▸ Entries shown:
------------------------------------------------------------
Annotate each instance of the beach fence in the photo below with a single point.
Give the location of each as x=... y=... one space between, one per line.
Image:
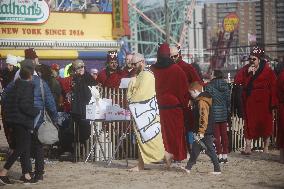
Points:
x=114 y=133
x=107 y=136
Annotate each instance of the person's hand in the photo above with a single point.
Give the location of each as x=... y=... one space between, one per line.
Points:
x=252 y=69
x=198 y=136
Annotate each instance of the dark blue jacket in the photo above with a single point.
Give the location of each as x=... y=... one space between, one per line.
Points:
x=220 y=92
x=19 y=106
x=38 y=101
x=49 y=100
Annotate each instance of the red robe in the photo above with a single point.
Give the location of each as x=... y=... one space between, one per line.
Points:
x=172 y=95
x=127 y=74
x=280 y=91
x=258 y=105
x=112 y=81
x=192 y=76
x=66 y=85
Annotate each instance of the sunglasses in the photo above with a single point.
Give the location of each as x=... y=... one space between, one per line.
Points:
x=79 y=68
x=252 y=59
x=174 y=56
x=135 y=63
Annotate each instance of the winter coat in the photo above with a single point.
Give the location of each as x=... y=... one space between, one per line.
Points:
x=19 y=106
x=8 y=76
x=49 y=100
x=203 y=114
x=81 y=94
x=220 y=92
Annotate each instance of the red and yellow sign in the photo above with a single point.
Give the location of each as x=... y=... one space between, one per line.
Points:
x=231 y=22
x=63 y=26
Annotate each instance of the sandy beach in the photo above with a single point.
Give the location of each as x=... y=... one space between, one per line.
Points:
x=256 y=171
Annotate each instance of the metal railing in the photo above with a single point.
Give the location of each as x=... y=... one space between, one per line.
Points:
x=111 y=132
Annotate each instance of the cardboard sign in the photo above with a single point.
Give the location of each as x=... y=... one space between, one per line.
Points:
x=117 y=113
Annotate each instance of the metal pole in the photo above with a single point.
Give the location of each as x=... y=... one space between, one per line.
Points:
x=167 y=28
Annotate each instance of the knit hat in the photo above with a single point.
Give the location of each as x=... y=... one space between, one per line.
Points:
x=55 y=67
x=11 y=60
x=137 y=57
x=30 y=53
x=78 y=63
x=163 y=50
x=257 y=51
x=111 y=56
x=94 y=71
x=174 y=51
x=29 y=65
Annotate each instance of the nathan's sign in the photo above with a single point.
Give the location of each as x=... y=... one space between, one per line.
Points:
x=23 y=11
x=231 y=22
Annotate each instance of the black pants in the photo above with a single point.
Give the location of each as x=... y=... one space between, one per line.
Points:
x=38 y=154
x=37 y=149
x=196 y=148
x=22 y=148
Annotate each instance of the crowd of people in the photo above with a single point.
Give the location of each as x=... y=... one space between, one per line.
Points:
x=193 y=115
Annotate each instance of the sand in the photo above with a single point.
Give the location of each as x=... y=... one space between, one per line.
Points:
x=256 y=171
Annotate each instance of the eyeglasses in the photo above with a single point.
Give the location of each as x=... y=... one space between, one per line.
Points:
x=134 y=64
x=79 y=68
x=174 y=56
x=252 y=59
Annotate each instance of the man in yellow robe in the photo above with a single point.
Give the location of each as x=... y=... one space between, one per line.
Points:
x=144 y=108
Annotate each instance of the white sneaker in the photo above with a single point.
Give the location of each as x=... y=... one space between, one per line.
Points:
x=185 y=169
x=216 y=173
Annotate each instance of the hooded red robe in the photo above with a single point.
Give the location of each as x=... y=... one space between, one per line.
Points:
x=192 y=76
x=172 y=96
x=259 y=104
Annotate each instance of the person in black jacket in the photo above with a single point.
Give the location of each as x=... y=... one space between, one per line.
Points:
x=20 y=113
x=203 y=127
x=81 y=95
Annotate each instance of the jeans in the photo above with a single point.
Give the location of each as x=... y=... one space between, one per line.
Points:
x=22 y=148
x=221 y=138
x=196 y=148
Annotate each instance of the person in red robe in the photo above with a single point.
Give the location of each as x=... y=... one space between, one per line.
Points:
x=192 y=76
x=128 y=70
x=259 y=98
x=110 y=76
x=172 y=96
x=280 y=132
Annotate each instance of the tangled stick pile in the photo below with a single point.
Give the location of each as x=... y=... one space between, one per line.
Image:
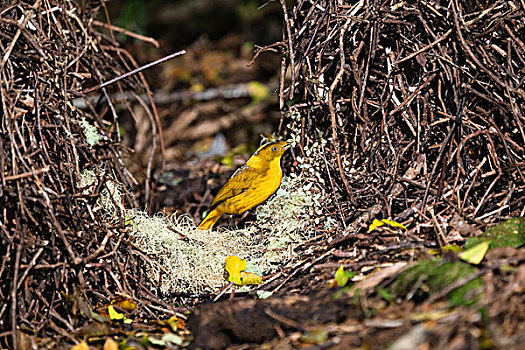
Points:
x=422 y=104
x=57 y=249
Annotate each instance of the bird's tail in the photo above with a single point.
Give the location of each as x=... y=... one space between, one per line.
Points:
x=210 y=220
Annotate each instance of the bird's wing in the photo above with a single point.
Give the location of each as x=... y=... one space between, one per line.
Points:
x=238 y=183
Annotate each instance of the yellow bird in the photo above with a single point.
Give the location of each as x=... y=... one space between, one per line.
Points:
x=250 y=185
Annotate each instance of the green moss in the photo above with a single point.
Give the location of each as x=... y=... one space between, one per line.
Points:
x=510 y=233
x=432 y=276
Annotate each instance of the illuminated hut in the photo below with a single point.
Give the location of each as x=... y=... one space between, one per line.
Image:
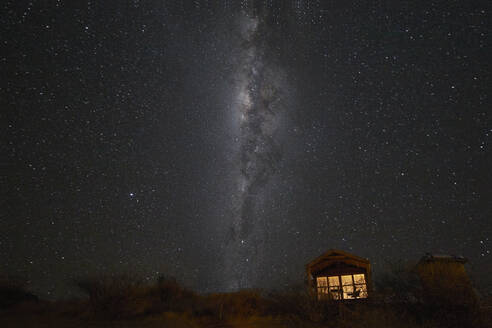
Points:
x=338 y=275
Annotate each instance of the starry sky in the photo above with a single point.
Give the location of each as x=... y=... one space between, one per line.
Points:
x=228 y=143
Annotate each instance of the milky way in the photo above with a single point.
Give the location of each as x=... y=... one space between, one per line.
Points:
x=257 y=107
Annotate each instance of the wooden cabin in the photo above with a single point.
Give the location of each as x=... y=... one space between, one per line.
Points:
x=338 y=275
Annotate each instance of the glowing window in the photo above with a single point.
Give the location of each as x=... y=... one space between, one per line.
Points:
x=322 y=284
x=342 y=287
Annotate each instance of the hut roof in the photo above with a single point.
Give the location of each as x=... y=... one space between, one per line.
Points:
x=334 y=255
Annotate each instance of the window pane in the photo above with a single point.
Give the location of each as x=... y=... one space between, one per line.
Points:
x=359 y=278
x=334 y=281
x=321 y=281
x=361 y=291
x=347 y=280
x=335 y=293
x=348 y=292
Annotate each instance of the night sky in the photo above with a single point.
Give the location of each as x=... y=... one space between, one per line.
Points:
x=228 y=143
------------------------------------------------------------
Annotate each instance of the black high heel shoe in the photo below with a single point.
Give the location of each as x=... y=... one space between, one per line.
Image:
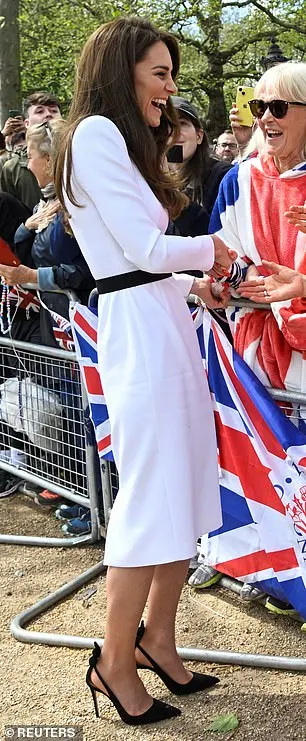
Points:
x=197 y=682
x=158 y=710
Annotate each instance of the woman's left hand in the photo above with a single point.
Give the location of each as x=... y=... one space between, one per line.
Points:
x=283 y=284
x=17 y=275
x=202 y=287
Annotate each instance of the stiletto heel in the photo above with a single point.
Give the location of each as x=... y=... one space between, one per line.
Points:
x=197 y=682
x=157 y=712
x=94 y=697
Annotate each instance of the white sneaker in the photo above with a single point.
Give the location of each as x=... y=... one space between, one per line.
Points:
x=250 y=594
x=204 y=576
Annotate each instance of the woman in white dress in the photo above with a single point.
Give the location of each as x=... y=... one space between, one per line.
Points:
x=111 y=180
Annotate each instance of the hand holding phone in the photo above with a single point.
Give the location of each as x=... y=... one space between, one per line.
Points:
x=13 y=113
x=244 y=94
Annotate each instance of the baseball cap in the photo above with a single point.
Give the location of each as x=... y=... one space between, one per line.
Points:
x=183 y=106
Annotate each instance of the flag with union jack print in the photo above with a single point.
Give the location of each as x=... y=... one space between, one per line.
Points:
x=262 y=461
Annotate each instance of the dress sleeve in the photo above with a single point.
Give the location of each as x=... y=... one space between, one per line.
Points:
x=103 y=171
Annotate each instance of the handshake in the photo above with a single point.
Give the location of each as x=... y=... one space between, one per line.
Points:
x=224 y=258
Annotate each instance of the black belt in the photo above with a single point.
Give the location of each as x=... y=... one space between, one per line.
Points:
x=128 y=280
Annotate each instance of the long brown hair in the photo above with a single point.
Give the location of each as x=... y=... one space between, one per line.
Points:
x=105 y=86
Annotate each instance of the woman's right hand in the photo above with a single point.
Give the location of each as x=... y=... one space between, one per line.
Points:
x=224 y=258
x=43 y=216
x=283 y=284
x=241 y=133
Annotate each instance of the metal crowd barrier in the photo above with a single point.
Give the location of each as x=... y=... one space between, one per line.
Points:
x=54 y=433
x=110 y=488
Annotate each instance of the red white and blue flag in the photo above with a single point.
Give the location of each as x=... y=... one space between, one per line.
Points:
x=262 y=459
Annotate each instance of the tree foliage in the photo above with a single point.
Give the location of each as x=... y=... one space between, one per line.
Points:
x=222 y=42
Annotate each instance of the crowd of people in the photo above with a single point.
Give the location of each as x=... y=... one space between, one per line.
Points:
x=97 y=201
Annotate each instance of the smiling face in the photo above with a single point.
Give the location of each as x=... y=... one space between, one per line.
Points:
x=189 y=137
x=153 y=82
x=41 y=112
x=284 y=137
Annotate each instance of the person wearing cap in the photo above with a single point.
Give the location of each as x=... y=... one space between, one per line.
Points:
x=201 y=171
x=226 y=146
------------------------------------------------------------
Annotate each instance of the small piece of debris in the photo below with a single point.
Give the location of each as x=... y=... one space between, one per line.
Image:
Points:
------------------------------------------------------------
▸ To do:
Copy out, unchanged and line for line, the stretch of the records from the line containing "Annotate each instance of the flag" through the line containing "x=262 y=461", including both of those lines.

▸ Answer to the task:
Annotate each instance of the flag with union jack print in the photo above with a single point.
Give the location of each as x=... y=... one space between, one per line.
Points:
x=262 y=461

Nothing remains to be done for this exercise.